## begin RECORDS FOR THIS TASK

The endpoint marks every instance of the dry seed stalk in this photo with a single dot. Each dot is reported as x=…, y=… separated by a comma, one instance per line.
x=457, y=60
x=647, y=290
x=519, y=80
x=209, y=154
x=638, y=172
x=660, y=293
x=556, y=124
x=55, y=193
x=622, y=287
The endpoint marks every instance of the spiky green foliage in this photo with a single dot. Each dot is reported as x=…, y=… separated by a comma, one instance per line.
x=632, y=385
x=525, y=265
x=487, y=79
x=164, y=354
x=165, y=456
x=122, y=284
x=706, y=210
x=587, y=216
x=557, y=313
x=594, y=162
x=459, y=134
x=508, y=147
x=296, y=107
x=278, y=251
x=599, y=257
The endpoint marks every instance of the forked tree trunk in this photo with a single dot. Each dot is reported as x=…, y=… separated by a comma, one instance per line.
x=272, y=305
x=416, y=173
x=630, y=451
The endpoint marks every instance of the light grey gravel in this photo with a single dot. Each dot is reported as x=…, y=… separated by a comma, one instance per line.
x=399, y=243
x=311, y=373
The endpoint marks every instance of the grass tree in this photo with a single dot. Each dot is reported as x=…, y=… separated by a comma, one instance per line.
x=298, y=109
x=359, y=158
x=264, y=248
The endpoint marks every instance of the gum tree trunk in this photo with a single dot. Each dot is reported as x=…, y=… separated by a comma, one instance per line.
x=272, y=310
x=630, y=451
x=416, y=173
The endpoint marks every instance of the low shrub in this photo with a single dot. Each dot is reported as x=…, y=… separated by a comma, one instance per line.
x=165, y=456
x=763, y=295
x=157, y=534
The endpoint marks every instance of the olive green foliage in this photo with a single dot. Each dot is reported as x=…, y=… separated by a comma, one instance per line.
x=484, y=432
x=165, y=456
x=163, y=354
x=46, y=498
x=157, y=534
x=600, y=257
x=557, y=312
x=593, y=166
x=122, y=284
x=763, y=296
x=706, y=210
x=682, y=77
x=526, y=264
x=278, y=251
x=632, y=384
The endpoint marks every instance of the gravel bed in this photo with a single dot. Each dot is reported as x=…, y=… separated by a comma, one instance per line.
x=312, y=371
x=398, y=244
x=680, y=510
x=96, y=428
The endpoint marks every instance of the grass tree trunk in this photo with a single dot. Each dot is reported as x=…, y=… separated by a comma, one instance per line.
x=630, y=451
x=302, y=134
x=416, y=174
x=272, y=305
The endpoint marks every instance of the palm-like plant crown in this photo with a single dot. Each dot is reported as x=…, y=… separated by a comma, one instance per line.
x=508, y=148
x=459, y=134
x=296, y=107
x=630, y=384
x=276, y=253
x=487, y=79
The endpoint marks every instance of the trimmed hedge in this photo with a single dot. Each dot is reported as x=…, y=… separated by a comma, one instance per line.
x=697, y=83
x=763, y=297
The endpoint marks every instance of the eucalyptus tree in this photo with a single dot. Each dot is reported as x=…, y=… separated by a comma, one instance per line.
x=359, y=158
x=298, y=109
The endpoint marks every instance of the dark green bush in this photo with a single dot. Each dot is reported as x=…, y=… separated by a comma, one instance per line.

## end RECORDS FOR THIS TASK

## INSTRUCTION:
Reproduce all of the entries above, switching "single dot" to "single point" and leaving everything else unchanged.

## SOLUTION FOR THIS EXERCISE:
The endpoint marks every instance of the dry seed stalk in this photo with a single point. Each dot is reported as x=…, y=… separated by a comma, one instance per line.
x=457, y=60
x=647, y=290
x=519, y=80
x=209, y=154
x=638, y=172
x=660, y=293
x=556, y=124
x=55, y=193
x=622, y=287
The endpoint marks every instance of the spiky green foliage in this photo with a single point. Each dot is reported as x=…, y=… separated by a comma, one instance per line.
x=632, y=385
x=525, y=265
x=487, y=79
x=164, y=354
x=165, y=456
x=122, y=284
x=706, y=210
x=587, y=216
x=557, y=313
x=594, y=162
x=459, y=134
x=508, y=147
x=296, y=107
x=278, y=251
x=599, y=257
The endpoint marks every instance of the forked tree trunk in this photo with a single point. Each dot is reported as x=…, y=… separated by a comma, one instance per line.
x=272, y=305
x=416, y=173
x=630, y=451
The endpoint marks every instance of the light grey gravel in this photo with a single point. Each dot is reported as x=…, y=… separated by a comma, one instance per line.
x=399, y=243
x=311, y=373
The endpoint marks every instance of the grass tree in this photo with a single point. Each dot is reported as x=…, y=… separated by a comma, one instance per line.
x=298, y=109
x=359, y=158
x=264, y=248
The endpoint marks every instance of the gum tree trunk in this photo with a single point. Each dot is reported as x=…, y=… separated by a comma, one instance per line.
x=272, y=310
x=630, y=451
x=416, y=173
The endpoint marks every instance of the low shrub in this photo with a single point. Each dot is reported as x=…, y=… separated by a comma, one instance per line.
x=165, y=456
x=763, y=295
x=157, y=534
The endpoint marks every instance of the olive green foliage in this photo with a single point. Each dot is reported as x=…, y=… separated by a comma, one instance per line.
x=484, y=432
x=165, y=456
x=163, y=354
x=46, y=498
x=157, y=534
x=600, y=257
x=557, y=312
x=593, y=166
x=122, y=284
x=763, y=296
x=706, y=210
x=682, y=77
x=526, y=264
x=278, y=251
x=632, y=384
The endpoint marks every instance of the gravel bed in this photo with a single point. Each dot is reported as x=…, y=… separated by a comma, one instance per line.
x=312, y=371
x=398, y=244
x=680, y=510
x=96, y=428
The endpoint marks every instance of the grass tree trunk in this photo with a single point. Each dot is reported as x=…, y=… separated by a comma, one instance per line.
x=630, y=451
x=302, y=134
x=416, y=174
x=272, y=305
The endpoint marks every instance of the palm-like plant crown in this photo with a single point. Each dot is reported as x=…, y=… separated by a comma, one instance per line.
x=508, y=148
x=459, y=134
x=296, y=107
x=630, y=384
x=276, y=253
x=487, y=79
The endpoint marks every instance of the trimmed hedge in this photo with a single point. Each dot is reported as x=…, y=… separated by a comma, one instance per line.
x=697, y=83
x=763, y=297
The endpoint marks every instance of the eucalyptus tree in this photo with a single point. Each dot is reported as x=…, y=… separated by a comma, one instance per line.
x=359, y=158
x=298, y=109
The endpoint marks every instance of the dark green bush in this photo with a single point. Each dot is reported as x=…, y=… separated by a comma, one instance per line.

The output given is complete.